En revanche, non, je n’ai pas contacté Teresa Krug. J’avais à ma disposition ses interviews concernant sa rencontre avec Samia, ses documentaires et ses articles de presse. C’était suffisant pour savoir comment me servir d’un tel personnage. J’avais besoin d’elle pour être un révélateur de Samia. Pour qu’elle la révèle à elle-même mais aussi pour qu’elle révèle ses pensées, pour qu’elle parle en son nom. En tant que journaliste, ce personnage me laissait une belle marge de manœuvre. Alors non, je ne sais pas si elle écoute Oasis, par exemple. Mais comme elle est Britannique, je le suppose. Je fais du ‘vrai’, avec du faux. C’est aussi à ça que sert la documentation que je peux amasser.

Et pour en venir à Samia, j’avais finalement très peu d’informations. J’avais réussi à traduire une interview de sa sœur aînée, exilée au Pays-Bas, qui racontait sa mort, en compagnie d’un voisin dont elle était restée proche et que je n’ai pas intégré à mon histoire. Elle racontait également que Samia avait un rêve. Ce rêve de podium. C’est la seule chose qui ait été documentée. Je ne sais rien d’autre sur elle, ni sur sa vie intérieure. Par les témoignages de Teresa Krug, j’ai su que Samia avait pu partir en Éthiopie dans les camps d’entraînement. Comment elle y a vécu ? Personne ne le sait. On sait juste pourquoi elle en est partie. Et puis, sa fin tragique est plus sordide encore que ce que j’ai inventé. Elle est morte enceinte de plusieurs mois, vraisemblablement violée. C’était ma limite. Je ne voulais pas rendre sa mort pathétique en rajoutant du drame au drame. Le sentiment d’écœurement ou d’apitoiement n’aiderait pas le lecteur à réfléchir à son parcours. Je tenais aussi à offrir sur la fin une ouverture sur d’autres parcours de migrants, parler des camps de réfugiés, des problèmes ethniques, des problèmes de langue…

En écrivant cette biographie quelle part avez vous laissé à votre imaginaire, ou votre intuition ?

- INFORMATIONS FOURNIES -
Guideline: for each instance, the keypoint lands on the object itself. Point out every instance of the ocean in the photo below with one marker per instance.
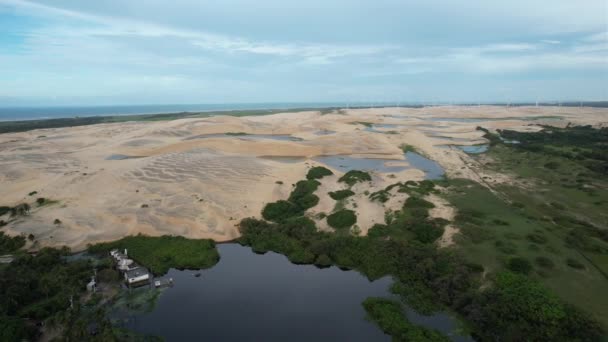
(34, 113)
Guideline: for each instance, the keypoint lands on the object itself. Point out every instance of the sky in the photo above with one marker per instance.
(74, 52)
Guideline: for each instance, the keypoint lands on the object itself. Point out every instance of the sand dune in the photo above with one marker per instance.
(189, 178)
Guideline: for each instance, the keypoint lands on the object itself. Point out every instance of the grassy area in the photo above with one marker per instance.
(161, 253)
(38, 288)
(318, 172)
(342, 219)
(300, 199)
(354, 176)
(340, 194)
(10, 244)
(389, 316)
(551, 223)
(428, 278)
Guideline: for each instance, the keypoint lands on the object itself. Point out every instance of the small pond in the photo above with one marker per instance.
(324, 132)
(474, 149)
(121, 157)
(245, 136)
(431, 168)
(347, 163)
(252, 297)
(374, 127)
(284, 159)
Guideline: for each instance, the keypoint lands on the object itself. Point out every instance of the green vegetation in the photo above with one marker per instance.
(342, 219)
(381, 196)
(161, 253)
(27, 125)
(300, 199)
(363, 123)
(318, 172)
(36, 288)
(389, 316)
(408, 148)
(341, 194)
(354, 176)
(20, 210)
(517, 298)
(10, 244)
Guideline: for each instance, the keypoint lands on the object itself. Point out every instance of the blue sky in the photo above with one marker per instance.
(74, 52)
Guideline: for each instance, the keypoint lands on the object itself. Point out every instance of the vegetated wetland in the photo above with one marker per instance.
(510, 241)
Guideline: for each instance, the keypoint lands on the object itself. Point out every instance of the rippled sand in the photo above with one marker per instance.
(190, 179)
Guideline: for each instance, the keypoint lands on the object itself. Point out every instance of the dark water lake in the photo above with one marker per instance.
(432, 169)
(252, 297)
(347, 163)
(121, 157)
(281, 137)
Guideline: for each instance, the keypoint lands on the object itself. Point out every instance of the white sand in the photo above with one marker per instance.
(201, 188)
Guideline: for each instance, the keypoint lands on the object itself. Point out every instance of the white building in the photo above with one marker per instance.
(137, 275)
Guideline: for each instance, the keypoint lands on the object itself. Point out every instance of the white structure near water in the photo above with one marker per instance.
(133, 273)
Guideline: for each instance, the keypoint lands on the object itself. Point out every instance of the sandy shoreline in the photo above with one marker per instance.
(191, 180)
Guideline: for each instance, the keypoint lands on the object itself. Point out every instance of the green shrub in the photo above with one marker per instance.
(323, 261)
(544, 262)
(342, 219)
(10, 244)
(575, 264)
(341, 194)
(354, 176)
(552, 165)
(518, 308)
(418, 202)
(381, 196)
(164, 252)
(537, 238)
(318, 172)
(408, 148)
(389, 316)
(280, 211)
(302, 196)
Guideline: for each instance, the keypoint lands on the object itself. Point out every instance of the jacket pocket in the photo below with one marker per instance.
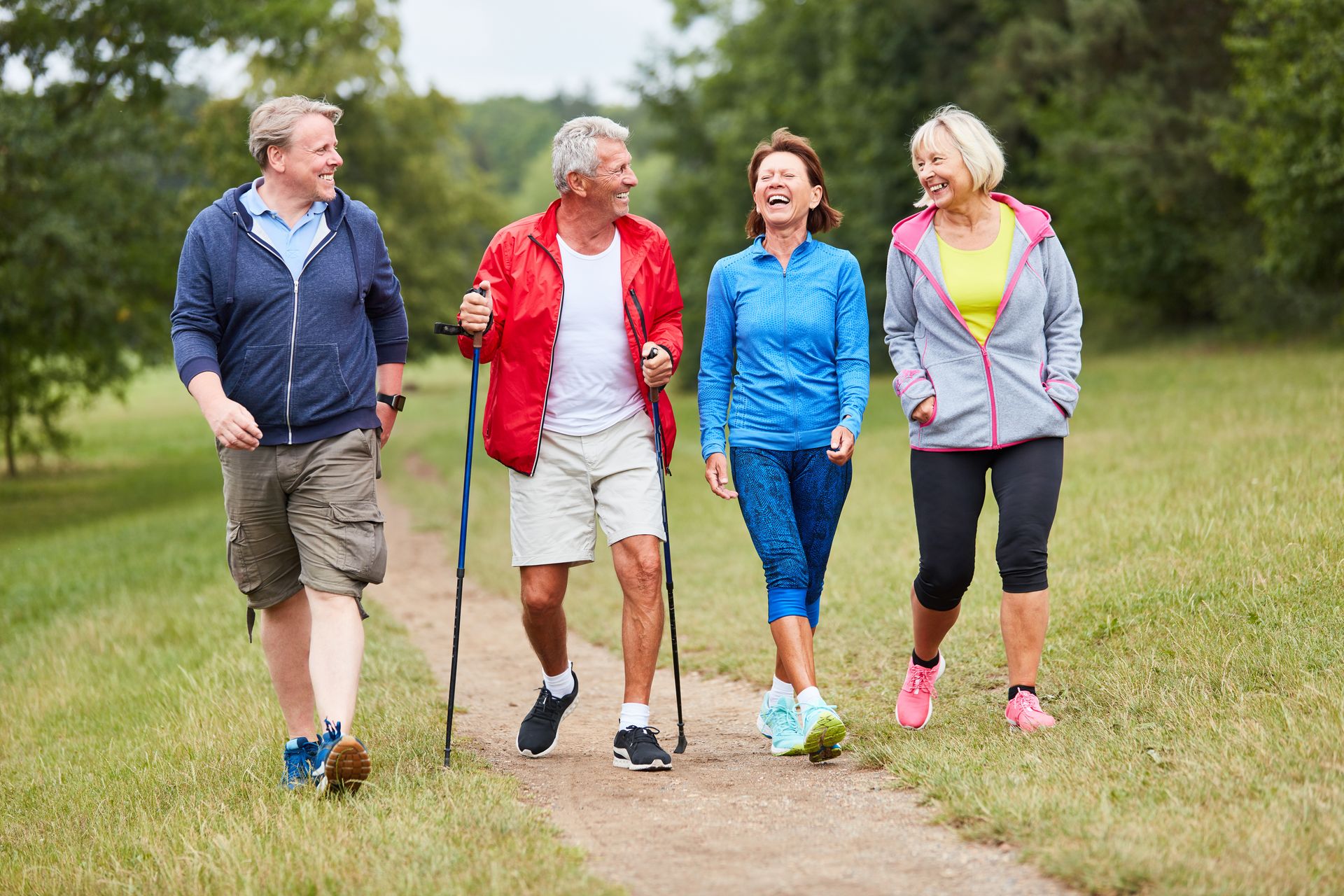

- TRAVAIL DEMANDÉ -
**a)** Répondez à ces questions sur l'entretien consacré à Samia :
(i) Quel rêve de Samia sa sœur aînée évoque-t-elle ?
(ii) D'après les témoignages de Teresa Krug, où Samia a-t-elle pu partir ?
(iii) Quelle nationalité l'entretien attribue-t-il à Teresa Krug ?
**b)** Rédigez la suite de l'entretien sur Samia, s'il vous plaît.
Les entrées ne servent à rien ici.

- TÂCHES RÉSOLUES -
**a)**
(i) Un rêve de podium.
(ii) En Éthiopie, dans les camps d'entraînement.
(iii) Britannique.

**b)**
Je n’ai pas l’impression d’imaginer quoi que ce soit, ni d’utiliser une quelconque intuition. J’ai des infos d’un côté, une réalité à trous de l’autre. Je les fais coïncider. Si je sais que la piste de course du stade de Mogadiscio est impraticable, alors il est évident que Samia ne s’y est jamais entraînée donc que le jour de sa course au JO, c’est la première fois qu’elle chausse des pointes. J’en tire ensuite les conclusions qui s’imposent.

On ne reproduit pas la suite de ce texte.